• **PROBLEM REQUIREMENTS**:
Please convert the data below into a JSON list of strings, one string per line, with blank lines left out.

* START *

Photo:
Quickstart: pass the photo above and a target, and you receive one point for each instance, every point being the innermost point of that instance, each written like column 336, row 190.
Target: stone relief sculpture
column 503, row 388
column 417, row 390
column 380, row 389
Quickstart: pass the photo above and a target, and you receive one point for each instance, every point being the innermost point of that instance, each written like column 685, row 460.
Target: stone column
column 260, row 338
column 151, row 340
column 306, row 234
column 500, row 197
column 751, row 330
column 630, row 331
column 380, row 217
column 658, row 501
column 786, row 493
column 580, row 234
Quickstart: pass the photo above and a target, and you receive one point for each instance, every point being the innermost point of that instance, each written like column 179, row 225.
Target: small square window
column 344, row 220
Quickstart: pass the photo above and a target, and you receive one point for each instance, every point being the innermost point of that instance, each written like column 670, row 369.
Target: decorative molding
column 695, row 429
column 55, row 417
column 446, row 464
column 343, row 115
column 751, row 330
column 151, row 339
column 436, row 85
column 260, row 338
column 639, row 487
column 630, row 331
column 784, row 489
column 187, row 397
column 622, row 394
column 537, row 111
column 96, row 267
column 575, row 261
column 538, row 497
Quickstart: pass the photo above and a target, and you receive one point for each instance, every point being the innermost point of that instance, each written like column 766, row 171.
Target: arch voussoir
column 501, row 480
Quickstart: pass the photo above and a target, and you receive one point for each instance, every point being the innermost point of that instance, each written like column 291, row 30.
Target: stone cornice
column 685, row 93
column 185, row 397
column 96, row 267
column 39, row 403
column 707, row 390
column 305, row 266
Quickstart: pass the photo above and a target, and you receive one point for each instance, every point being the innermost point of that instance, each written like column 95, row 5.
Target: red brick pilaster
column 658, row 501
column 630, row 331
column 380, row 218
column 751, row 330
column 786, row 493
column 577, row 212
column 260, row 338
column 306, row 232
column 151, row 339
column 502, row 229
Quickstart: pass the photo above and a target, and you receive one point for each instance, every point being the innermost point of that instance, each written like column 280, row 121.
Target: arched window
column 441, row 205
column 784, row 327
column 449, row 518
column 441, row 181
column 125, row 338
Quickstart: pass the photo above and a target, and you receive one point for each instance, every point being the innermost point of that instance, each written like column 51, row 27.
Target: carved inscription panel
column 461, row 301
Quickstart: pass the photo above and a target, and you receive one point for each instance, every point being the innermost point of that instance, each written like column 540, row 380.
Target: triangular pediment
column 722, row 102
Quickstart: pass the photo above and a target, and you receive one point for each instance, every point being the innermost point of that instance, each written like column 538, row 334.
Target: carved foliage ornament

* END *

• **SOLUTION TO THIS EXERCISE**:
[
  "Photo:",
  "Quickstart: pass the photo above and a target, and you receive one point for each instance, every point being the innermost point of that instance, each written like column 336, row 190.",
  "Target: stone relief sculpture",
  "column 503, row 388",
  "column 417, row 390",
  "column 380, row 389",
  "Quickstart: pass the photo above and a target, and you receive one point for each instance, every point being the innermost point of that instance, each written like column 685, row 460.",
  "Target: stone column",
  "column 260, row 338",
  "column 151, row 340",
  "column 306, row 234",
  "column 500, row 197",
  "column 751, row 330",
  "column 630, row 331",
  "column 380, row 217",
  "column 658, row 501",
  "column 786, row 493",
  "column 580, row 234",
  "Quickstart: pass the photo above and a target, and you receive one point for each instance, every point being the innermost point of that instance, each written like column 179, row 225.",
  "Target: small square window",
  "column 344, row 220",
  "Quickstart: pass the photo above and a target, and you receive one point for each instance, every point being the innermost point of that instance, each written like column 670, row 369.",
  "Target: decorative molding",
  "column 695, row 429",
  "column 55, row 417",
  "column 446, row 464",
  "column 343, row 115",
  "column 751, row 330",
  "column 151, row 339",
  "column 436, row 85",
  "column 260, row 338",
  "column 639, row 487",
  "column 630, row 331",
  "column 784, row 489",
  "column 187, row 397",
  "column 622, row 394",
  "column 537, row 111",
  "column 96, row 267",
  "column 575, row 261",
  "column 538, row 497",
  "Quickstart: pass the photo above and a target, and you receive one point for each instance, every point being the innermost point of that instance, each written like column 766, row 171.",
  "Target: arch voussoir",
  "column 501, row 480",
  "Quickstart: pass the photo above and a target, and you receive one point for each instance, every point being the innermost point of that instance, each written like column 291, row 30.",
  "Target: stone cornice",
  "column 685, row 93",
  "column 185, row 397",
  "column 96, row 267",
  "column 39, row 403",
  "column 707, row 390",
  "column 305, row 266",
  "Quickstart: pass the photo above and a target, and you receive one point for each instance, every point being the innermost point of that instance, each written like column 95, row 5.",
  "Target: red brick pilaster",
  "column 658, row 501",
  "column 630, row 331",
  "column 380, row 218",
  "column 751, row 330",
  "column 786, row 493",
  "column 577, row 212",
  "column 260, row 338",
  "column 306, row 232",
  "column 151, row 339",
  "column 502, row 229",
  "Quickstart: pass the photo above and a target, and you receive one point for each instance, every point being the innermost point of that instance, each written like column 280, row 121.",
  "Target: arched window",
  "column 441, row 205",
  "column 784, row 327",
  "column 449, row 518",
  "column 441, row 181",
  "column 125, row 338",
  "Quickstart: pass the photo above and a target, and you receive one point for each instance, every point being the innermost point of that instance, each written like column 51, row 27.",
  "Target: carved inscription panel",
  "column 461, row 301",
  "Quickstart: pass the photo above and a target, and you receive one point for each instance, every point being the innermost point of that instance, each written like column 540, row 380.",
  "Target: triangular pediment",
  "column 722, row 102",
  "Quickstart: pass the photo above and a target, and you receive one point for each instance, every point being the innermost point of that instance, each written like column 538, row 334.",
  "Target: carved foliage ornament"
]